Search code examples
xmlxpathxquery

Reading file XML with XPath query


Good morning I need to extrapolate a series of values ​​through XPath queries from XML files that I report at end of the page.

I'm able to obtain the values ​​of my interest until the FileGroup level of the schema, for example with a query like //FileGroup/File/Path

However, I cannot read the data contained in the EmbeddedMetadata node

I have tried in various ways such as for example // FileGroup / File / MoreInfo / EmbeddedMetadata / SubjectDestinatario / Denominazione and others but I don't get the correct query In particular it would be useful for me to read the values contained for example in Tag such as:

<FileNameOriginale> IT09533610011_173.xml </FileNameOriginale>

<SubjectDestinatario role = "Addressee" type = "organization">
   <Denomination> REWIND Srl </Denomination>

<MetadataAggiuntivi name = "NumeroDocumento"
   value = "2020047"

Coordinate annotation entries
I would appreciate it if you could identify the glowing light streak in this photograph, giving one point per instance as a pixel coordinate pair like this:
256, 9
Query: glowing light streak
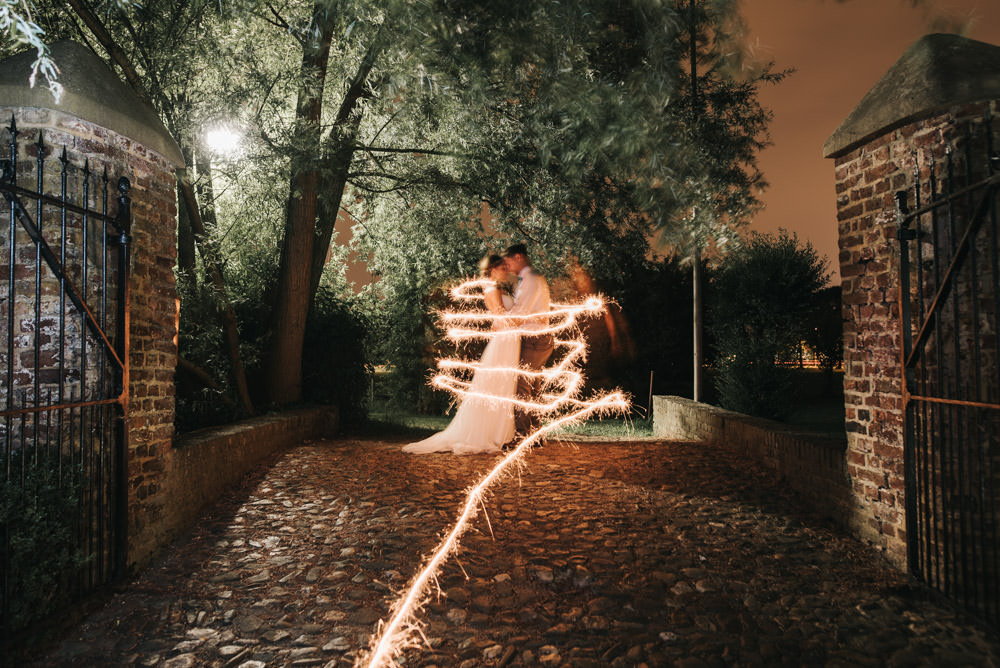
400, 630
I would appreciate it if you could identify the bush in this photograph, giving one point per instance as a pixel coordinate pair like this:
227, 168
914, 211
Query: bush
762, 299
39, 508
334, 361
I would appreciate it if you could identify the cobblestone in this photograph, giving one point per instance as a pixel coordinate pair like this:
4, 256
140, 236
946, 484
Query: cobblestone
595, 554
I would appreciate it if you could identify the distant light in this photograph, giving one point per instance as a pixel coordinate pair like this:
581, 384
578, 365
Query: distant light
223, 141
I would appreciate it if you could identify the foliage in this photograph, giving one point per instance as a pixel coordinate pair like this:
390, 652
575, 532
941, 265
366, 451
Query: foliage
825, 333
17, 25
442, 130
38, 510
334, 358
761, 300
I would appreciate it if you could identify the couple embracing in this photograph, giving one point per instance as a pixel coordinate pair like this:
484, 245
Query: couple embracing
483, 425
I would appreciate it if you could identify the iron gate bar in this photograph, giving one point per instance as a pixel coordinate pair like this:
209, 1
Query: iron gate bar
53, 263
54, 407
962, 249
950, 488
90, 422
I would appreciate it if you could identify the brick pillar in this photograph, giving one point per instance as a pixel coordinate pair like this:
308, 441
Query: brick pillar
901, 127
101, 122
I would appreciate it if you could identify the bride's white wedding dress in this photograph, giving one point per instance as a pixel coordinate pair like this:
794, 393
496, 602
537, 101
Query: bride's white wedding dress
482, 425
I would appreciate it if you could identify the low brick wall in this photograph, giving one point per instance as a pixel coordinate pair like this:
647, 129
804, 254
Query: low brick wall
201, 465
812, 465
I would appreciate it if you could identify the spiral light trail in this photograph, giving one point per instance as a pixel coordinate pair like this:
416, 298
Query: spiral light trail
559, 405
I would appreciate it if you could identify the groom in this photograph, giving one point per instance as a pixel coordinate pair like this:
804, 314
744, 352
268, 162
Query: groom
531, 297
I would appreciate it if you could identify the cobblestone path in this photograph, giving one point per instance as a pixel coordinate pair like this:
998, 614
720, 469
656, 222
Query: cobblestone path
624, 554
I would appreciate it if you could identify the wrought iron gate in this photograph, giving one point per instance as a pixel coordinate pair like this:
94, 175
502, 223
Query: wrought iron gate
63, 379
950, 321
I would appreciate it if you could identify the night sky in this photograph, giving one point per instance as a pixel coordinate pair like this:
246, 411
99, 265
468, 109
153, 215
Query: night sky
839, 50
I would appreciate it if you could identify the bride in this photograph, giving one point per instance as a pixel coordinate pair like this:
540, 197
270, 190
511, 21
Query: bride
483, 425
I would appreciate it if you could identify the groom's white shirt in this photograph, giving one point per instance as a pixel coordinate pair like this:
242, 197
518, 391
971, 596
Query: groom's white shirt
531, 296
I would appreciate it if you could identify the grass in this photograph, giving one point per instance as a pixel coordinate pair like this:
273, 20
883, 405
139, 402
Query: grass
817, 406
404, 423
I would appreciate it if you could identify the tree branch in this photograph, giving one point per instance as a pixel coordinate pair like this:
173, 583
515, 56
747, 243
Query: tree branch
118, 56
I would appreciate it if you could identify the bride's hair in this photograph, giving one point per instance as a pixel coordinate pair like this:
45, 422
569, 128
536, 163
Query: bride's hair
489, 263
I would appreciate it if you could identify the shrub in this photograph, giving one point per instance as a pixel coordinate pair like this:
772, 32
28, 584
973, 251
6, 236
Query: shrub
39, 508
762, 299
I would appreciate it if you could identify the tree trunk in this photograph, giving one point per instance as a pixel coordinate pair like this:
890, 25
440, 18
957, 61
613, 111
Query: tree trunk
229, 323
339, 149
292, 294
698, 310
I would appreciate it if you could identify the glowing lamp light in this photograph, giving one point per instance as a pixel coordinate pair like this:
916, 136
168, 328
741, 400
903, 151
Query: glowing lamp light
223, 140
558, 404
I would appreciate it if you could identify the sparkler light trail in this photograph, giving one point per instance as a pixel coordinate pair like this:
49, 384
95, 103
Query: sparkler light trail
559, 403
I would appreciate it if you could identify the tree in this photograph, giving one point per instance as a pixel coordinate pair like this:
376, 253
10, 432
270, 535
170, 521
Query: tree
726, 127
763, 298
561, 118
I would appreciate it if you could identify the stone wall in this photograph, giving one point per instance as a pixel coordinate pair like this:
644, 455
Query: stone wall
866, 180
153, 299
892, 141
204, 463
811, 465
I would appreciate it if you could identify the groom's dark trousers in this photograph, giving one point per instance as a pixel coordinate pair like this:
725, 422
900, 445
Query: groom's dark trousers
535, 352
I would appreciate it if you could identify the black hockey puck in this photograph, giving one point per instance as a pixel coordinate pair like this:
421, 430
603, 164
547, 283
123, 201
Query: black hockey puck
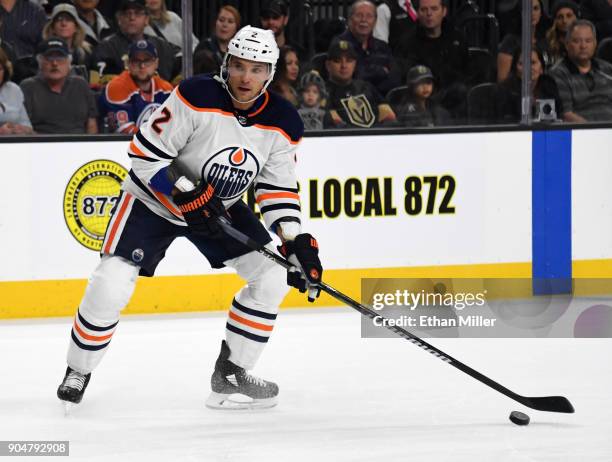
519, 418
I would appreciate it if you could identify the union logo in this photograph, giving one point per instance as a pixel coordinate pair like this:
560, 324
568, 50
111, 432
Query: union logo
90, 199
231, 171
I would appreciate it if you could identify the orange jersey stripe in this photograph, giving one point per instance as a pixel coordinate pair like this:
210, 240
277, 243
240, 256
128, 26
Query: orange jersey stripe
93, 338
116, 223
136, 150
249, 323
281, 195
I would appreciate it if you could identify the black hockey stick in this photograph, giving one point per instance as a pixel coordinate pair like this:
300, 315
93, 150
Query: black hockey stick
543, 403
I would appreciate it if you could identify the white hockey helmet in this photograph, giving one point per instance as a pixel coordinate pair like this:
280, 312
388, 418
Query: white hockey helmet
254, 44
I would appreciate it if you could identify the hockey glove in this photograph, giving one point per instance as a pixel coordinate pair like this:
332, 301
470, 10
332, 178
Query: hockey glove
201, 209
305, 274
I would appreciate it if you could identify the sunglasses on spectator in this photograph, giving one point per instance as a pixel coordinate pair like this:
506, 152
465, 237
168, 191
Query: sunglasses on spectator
133, 13
142, 62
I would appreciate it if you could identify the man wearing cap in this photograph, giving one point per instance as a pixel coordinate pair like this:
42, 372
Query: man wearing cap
22, 24
56, 101
375, 63
352, 103
274, 16
111, 56
95, 25
417, 108
130, 98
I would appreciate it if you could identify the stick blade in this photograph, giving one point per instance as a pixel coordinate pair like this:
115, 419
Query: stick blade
550, 404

*SET EXERCISE*
Please copy verbatim the part of the XPath thread that opens with the words containing "Reading file XML" and closes with "of the page.".

*RESPONSE*
Reading file XML with XPath query


Good morning I need to extrapolate a series of values ​​through XPath queries from XML files that I report at end of the page.